+++ MATERIAL SUPPLIED

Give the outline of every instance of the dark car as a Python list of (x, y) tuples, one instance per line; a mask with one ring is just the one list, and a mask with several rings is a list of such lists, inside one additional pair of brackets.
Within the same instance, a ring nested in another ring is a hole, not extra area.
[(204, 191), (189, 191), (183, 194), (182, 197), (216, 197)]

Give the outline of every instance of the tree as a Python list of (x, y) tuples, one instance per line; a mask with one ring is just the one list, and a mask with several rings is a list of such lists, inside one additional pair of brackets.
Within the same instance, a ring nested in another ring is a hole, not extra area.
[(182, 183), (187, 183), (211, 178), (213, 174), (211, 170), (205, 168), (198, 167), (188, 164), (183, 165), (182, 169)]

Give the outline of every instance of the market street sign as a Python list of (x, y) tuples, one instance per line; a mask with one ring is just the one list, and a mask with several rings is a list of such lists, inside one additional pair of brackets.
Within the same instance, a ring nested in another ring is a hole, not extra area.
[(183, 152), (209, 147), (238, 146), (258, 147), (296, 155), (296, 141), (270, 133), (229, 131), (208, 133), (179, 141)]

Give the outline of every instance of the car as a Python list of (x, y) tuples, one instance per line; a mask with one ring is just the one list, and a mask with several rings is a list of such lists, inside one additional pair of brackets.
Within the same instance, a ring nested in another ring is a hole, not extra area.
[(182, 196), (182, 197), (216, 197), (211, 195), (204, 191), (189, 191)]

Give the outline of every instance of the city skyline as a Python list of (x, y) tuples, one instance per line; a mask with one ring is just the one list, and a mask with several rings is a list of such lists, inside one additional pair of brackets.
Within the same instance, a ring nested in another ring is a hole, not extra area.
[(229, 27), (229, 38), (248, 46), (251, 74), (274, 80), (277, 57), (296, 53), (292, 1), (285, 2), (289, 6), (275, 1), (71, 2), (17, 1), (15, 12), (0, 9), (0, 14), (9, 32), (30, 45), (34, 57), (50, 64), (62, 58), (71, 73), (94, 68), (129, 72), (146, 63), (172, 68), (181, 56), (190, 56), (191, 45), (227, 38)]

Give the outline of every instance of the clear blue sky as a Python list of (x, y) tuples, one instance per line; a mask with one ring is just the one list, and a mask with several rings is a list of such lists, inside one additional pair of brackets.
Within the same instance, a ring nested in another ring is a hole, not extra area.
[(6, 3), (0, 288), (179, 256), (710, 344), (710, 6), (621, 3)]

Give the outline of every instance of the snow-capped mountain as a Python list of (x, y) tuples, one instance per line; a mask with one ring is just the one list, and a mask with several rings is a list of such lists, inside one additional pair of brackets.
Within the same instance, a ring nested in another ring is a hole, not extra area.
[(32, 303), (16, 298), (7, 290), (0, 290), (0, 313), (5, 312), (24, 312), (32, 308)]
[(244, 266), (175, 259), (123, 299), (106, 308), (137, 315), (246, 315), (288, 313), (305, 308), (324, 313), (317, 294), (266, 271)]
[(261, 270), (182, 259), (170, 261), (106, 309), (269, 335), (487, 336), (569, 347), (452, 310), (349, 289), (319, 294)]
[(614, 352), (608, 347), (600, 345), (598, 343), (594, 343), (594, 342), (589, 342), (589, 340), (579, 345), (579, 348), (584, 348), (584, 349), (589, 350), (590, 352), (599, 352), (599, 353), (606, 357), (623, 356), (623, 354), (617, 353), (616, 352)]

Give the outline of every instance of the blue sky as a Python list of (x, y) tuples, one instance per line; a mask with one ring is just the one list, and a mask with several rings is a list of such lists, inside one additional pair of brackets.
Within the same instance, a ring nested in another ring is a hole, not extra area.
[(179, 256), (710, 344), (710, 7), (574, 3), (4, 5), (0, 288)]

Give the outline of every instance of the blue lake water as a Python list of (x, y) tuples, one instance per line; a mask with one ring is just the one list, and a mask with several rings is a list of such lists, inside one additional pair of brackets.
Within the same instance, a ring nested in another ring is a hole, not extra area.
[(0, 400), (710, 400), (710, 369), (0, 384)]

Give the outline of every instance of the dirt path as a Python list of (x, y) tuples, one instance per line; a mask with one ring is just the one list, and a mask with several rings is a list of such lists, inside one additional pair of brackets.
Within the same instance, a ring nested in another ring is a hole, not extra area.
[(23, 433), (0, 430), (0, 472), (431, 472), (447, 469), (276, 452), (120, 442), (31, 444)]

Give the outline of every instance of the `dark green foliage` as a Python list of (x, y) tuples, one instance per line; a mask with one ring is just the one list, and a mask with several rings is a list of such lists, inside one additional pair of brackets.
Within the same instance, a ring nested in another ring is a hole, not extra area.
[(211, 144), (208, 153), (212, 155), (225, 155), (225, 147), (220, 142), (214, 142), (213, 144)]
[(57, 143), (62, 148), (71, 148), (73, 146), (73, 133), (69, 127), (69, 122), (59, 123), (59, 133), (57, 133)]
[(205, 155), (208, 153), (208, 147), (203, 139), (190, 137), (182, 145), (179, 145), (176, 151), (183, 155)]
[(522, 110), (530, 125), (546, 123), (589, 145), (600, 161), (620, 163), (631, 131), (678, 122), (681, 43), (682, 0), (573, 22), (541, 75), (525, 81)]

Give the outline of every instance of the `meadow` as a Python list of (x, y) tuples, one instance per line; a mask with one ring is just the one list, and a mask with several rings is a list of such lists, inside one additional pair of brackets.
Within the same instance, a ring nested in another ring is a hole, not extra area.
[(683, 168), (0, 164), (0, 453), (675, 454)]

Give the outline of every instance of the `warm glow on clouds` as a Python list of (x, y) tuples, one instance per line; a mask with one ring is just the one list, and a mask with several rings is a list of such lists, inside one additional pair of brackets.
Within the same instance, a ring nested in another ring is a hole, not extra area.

++++++

WHAT IS ASKED: Convert the material, beginning at the line that contains "Give the outline of every instance of the city" and stopping after the line that contains "45), (227, 38)]", into a Markdown table with the columns Row and Content, omitting blank lines.

PROBLEM SOLUTION:
| Row | Content |
|---|---|
| 1 | Give the outline of every instance of the city skyline as a Python list of (x, y) tuples, one instance per line; a mask with one ring is just the one list, and a mask with several rings is a list of such lists, inside one additional pair of brackets. |
| 2 | Within the same instance, a ring nested in another ring is a hole, not extra area. |
| 3 | [(229, 27), (229, 38), (248, 46), (251, 74), (274, 80), (277, 57), (296, 53), (292, 1), (285, 2), (289, 6), (275, 1), (71, 2), (17, 1), (15, 12), (0, 9), (0, 14), (9, 32), (30, 45), (34, 57), (50, 64), (62, 58), (71, 73), (94, 68), (129, 72), (146, 63), (172, 68), (181, 56), (190, 56), (191, 45), (227, 38)] |